抜粋本文:
=====
ただいま歌舞伎座で上演中の
七月大歌舞伎!
昼の部「歌舞伎十八番の内 外郎売」では、
海老蔵さんのご子息の勸玄さんが見事な言立てを披露され
メディアなどでも大きな話題になっていますね!
これ以上ないほどの機会ですので、
このすえひろも外郎売について少しばかりお話してみます。
芝居見物のお役に立てればうれしく思います!
二代目團十郎にはじまる「外郎」
歌舞伎十八番の内 外郎売(ういろううり)は、
1718年(享保3年)のお正月に江戸は森田座で上演された
「若緑勢曾我(わかみどりいきおいそが)」をルーツとします。
実はこのときから「外郎売」という決まったお話の筋があったというわけではありません。
薬箱を背負って流ちょうな宣伝口上を聞かせるおもしろいキャラクターが登場する、
しかもそれは江戸で大人気の團十郎が勤める、という一種のスタイルとして定着。
それが時を経て七代目團十郎によって
市川團十郎家に伝わる家の芸「歌舞伎十八番 外郎」として制定され、
伝わったものなのであります。
「歌舞伎十八番」というとなんだか強烈な隈取の人物が
グワーッと大暴れするようなド迫力のお芝居が連想されますけれども、
この外郎に関してはそうではありません。
=====
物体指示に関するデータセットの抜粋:
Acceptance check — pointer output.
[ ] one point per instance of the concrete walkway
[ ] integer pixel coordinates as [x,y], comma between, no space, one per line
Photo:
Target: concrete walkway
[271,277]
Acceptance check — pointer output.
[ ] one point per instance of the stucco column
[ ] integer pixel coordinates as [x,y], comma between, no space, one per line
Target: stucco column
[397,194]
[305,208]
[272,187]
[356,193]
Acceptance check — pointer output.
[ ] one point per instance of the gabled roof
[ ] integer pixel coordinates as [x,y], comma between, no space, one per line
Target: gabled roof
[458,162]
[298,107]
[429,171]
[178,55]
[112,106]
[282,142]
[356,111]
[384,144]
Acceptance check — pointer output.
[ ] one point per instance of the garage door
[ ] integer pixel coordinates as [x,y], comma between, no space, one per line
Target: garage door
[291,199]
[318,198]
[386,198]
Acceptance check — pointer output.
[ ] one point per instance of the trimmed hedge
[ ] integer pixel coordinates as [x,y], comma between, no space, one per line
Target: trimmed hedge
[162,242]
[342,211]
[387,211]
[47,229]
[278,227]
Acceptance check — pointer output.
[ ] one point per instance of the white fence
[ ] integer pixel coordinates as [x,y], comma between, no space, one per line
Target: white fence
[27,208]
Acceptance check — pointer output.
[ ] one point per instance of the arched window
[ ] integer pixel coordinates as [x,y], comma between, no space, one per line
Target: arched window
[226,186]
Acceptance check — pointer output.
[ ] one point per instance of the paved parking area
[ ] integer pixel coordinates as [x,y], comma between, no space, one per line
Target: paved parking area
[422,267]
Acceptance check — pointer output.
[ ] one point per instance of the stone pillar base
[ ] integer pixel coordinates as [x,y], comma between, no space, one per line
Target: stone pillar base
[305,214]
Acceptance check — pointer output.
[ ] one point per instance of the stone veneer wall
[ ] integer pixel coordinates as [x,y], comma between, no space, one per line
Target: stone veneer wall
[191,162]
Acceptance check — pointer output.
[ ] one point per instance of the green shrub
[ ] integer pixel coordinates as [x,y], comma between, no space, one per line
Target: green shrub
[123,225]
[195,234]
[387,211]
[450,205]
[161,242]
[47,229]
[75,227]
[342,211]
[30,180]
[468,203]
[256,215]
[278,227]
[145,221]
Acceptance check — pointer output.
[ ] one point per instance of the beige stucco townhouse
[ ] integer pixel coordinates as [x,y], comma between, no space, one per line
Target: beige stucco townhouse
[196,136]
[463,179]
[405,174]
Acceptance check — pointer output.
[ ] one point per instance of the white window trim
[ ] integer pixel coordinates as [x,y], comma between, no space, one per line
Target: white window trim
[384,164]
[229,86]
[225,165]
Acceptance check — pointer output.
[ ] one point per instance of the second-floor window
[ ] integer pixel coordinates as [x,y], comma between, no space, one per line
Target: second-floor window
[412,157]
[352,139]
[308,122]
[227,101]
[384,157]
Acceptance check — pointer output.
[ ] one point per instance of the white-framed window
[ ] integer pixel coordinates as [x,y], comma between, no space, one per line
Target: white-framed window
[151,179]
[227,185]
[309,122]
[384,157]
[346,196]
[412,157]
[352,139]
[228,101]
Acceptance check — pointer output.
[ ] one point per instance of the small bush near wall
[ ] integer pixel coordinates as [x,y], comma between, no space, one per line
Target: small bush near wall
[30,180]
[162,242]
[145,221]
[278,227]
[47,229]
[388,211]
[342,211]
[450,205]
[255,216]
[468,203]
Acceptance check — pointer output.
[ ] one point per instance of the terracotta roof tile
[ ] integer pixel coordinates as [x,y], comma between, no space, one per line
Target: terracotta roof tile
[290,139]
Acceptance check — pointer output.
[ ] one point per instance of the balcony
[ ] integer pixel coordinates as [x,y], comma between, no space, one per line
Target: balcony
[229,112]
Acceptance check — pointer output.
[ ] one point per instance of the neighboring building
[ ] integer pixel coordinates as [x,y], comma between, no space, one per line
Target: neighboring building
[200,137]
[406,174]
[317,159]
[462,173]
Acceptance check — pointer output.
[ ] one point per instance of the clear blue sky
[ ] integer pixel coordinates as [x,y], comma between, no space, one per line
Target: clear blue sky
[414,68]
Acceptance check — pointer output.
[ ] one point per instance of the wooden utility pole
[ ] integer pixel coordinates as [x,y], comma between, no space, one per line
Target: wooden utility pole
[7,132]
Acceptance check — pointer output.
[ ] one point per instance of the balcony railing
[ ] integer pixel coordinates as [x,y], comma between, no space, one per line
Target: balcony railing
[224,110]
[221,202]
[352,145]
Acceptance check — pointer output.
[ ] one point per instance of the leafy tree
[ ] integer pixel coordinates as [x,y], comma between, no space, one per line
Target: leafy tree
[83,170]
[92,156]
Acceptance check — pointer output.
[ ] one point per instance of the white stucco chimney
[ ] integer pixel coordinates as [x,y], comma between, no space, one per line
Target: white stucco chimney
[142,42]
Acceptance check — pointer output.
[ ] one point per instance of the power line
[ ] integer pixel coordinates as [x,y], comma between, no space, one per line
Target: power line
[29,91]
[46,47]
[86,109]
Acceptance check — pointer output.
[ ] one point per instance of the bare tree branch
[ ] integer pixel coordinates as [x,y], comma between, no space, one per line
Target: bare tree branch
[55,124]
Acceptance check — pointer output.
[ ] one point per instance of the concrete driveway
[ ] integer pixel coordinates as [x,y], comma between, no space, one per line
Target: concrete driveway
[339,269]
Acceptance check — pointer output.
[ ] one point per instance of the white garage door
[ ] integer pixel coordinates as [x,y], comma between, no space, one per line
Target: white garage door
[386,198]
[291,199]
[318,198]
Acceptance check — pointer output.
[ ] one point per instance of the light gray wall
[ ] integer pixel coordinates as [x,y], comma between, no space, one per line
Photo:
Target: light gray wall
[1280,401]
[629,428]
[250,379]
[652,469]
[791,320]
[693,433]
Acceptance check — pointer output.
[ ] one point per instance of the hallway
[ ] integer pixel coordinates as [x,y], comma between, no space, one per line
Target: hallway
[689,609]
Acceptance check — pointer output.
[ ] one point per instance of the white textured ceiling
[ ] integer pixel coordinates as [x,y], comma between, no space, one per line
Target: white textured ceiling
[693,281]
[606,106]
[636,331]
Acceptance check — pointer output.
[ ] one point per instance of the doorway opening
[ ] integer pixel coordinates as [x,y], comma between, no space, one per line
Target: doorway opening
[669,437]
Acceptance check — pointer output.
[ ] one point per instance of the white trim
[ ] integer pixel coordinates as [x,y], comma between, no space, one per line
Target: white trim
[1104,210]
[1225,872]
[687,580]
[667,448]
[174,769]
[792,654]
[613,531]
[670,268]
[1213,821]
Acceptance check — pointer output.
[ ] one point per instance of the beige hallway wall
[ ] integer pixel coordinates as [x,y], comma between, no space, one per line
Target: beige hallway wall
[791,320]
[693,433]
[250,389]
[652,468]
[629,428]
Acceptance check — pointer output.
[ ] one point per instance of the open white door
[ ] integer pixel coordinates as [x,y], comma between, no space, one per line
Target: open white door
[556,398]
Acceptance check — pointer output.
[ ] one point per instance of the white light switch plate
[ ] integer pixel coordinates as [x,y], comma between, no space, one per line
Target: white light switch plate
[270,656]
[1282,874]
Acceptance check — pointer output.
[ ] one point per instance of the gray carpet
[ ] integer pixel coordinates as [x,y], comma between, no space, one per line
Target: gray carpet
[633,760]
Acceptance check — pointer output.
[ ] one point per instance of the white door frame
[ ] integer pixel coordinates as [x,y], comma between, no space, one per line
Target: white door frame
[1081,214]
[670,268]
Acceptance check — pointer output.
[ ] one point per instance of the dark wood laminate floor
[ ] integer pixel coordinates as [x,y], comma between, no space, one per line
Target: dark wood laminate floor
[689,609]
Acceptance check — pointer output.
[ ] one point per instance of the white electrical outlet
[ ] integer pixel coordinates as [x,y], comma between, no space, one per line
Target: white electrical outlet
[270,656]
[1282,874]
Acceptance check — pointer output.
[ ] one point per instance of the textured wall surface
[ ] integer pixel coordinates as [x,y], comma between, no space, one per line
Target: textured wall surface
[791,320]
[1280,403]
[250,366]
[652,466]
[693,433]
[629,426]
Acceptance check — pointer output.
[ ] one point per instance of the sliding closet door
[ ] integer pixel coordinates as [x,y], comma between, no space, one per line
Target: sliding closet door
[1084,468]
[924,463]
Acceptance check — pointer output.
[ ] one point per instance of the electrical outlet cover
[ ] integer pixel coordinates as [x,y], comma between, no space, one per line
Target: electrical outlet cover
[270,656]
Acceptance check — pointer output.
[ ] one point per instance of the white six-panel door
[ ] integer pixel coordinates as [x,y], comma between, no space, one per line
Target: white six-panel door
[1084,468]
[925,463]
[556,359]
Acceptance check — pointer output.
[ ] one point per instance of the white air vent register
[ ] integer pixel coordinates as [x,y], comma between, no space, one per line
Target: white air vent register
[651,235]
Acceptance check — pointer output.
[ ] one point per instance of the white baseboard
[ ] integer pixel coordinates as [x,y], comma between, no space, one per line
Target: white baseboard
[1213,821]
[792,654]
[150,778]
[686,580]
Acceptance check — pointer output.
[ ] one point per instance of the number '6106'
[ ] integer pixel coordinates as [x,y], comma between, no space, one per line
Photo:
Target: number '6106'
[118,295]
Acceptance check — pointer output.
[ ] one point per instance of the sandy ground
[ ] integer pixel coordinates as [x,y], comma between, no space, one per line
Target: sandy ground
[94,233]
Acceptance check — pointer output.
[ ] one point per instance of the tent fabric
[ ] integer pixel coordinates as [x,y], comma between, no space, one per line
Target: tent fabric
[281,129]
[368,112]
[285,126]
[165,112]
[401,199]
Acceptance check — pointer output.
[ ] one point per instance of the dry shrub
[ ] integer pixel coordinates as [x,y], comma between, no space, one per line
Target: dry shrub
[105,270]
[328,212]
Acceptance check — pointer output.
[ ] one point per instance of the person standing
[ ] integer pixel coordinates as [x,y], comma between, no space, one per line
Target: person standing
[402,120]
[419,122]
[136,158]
=====
外郎売の紹介文をもとに、次の問いに答えてください。
(a) 七月大歌舞伎の昼の部で見事な言立てを披露したのは誰ですか。
(b) 外郎売のルーツとなった「若緑勢曾我」は、いつ、どこで上演されましたか。
(c) 「歌舞伎十八番 外郎」として制定したのは誰ですか。

(a) 海老蔵さんのご子息の勸玄さんです。
(b) 1718年(享保3年)のお正月に、江戸の森田座で上演されました。
(c) 七代目團十郎です。